• [TASK REQUIREMENTS] Write out every line of the entries below exactly as it appears, leaving out the pictures.

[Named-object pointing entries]

━━━━━━━━━━━━━━━━

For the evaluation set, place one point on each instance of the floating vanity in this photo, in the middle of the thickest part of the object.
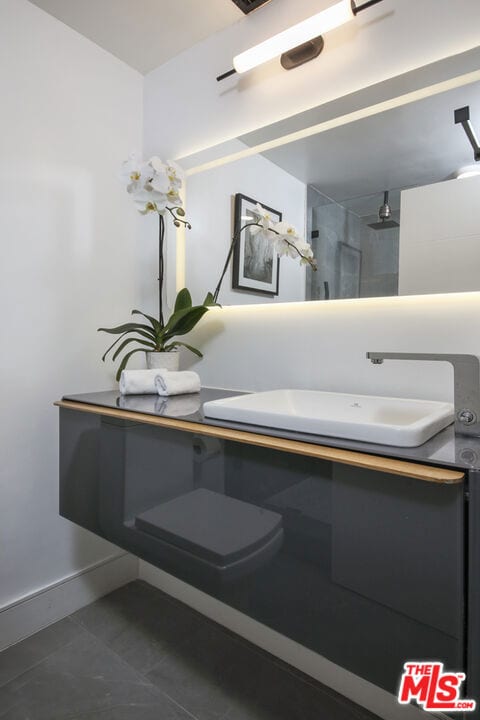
(364, 553)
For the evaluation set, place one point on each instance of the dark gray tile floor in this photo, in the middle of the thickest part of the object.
(137, 654)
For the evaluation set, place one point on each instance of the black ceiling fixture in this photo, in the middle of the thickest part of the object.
(462, 117)
(247, 6)
(385, 215)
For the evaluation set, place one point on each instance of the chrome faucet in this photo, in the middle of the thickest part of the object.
(466, 380)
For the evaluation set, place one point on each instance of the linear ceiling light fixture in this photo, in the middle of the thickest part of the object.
(301, 42)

━━━━━━━━━━━━━━━━

• [FINAL RESULT]
For the evaluation set, place one point on each instance of the floating vanity in this photo, in the middle of the thickest part of the object.
(364, 553)
For the evaluation set, place one point on each instance of the dark gray tile floor in this photo, in the middle of the thickest part of the object.
(137, 654)
For the evaluation set, place one point on each instance of the black ceiling fixture in this photo, in the middle of the thickest part of the object.
(462, 117)
(247, 6)
(385, 215)
For the evaluation set, place one point on each instance of the chrome faucet in this photo, in the middle of the thickest part of the object.
(466, 380)
For the evaluation set, place one point on each instance of the linear ceiling light fixture in this photo, in the middle of the thickest part of the object.
(301, 42)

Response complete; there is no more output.